═══ Text block ═══

Continuing the Conversation
We want to begin this conversation here, and will also be on the lookout for similar conversations cropping up in other contexts. It is our hope that these various conversations will coalesce and find a central home, so that as many as possible can participate. We hope to continue to generate productive dialogue that aligns with our philosophy and values. Is there something you would like to add? Please contact us by leaving a comment below or through our Contact link. We also welcome reflections and questions regarding this Blog Post on our Facebook page. We are sincerely interested in your responses!
Please note: Trolling is defined as making a deliberately offensive or provocative online post with the aim of upsetting someone or eliciting an angry response from them. Alternatively, we wish to open a forum for very careful, deliberate and earnest responses. Let’s draw from our best skills in facilitating difficult conversations and being relationally respectful. No trolling please!
A message from la Fabrique Narrative (France)
We at the Fabrique Narrative are shocked and distressed by the article in VSNT newsletter by S. Madigan. We are saddened to see differences of opinion and view point expressed in a manner that appears to us to be lacking totally in respect and human courtesy. As Narrative Practices develop it seems natural and healthy that we question each others’ practices, with respect, and dignity.
However M. Madigan’s article brings forward the question of ethical questioning, done first of all, in a person to person forum with the others and not in a public bashing.

═══

Task item A - Please condense the paragraph of the blog post on continuing the conversation that begins "We want to begin this conversation here" into a bulleted list, keeping its main facts.
Task item B - According to the blog post on continuing the conversation, which newsletter published the S. Madigan article that la Fabrique Narrative responds to?

═══ Data under study ═══

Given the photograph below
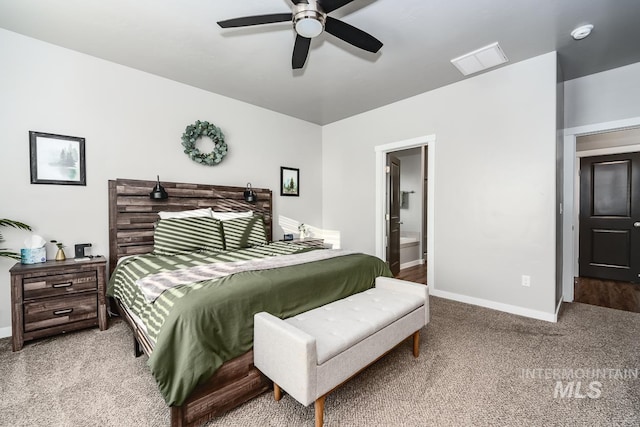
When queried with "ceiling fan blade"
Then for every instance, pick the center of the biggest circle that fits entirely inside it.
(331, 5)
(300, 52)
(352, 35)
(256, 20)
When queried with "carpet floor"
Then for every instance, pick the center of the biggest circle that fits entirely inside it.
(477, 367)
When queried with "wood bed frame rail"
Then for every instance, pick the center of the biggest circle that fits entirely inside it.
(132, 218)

═══
═══ Data under study ═══

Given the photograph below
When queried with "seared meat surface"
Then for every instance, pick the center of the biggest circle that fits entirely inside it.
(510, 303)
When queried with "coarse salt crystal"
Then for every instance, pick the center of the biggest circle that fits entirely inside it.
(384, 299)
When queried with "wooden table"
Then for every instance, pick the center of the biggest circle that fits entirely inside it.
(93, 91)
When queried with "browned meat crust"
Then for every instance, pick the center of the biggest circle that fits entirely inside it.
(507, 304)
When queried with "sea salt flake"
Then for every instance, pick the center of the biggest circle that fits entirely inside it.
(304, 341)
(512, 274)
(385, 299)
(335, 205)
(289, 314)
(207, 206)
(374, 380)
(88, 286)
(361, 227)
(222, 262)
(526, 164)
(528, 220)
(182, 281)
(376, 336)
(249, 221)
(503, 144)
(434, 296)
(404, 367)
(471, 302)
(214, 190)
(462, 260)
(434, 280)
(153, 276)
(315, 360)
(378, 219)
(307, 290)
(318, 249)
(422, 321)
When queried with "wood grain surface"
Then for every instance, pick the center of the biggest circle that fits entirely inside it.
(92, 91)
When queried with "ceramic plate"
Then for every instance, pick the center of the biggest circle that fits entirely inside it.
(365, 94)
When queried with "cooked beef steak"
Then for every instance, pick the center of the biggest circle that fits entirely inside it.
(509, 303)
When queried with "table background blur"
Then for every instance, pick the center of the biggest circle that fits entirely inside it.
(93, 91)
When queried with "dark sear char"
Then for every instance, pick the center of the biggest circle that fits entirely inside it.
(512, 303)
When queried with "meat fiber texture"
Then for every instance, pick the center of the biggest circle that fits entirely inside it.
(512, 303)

═══

Exercise output A -
- The authors want to begin the conversation here and will watch for similar conversations in other contexts.
- They hope these conversations will come together in a central home so that as many people as possible can participate.
- They hope to keep generating productive dialogue that aligns with their philosophy and values.
- Readers can add to the conversation by leaving a comment, using the Contact link, or sharing reflections and questions about the post on the Facebook page.
- The authors are sincerely interested in readers' responses.

Exercise output B - The VSNT newsletter.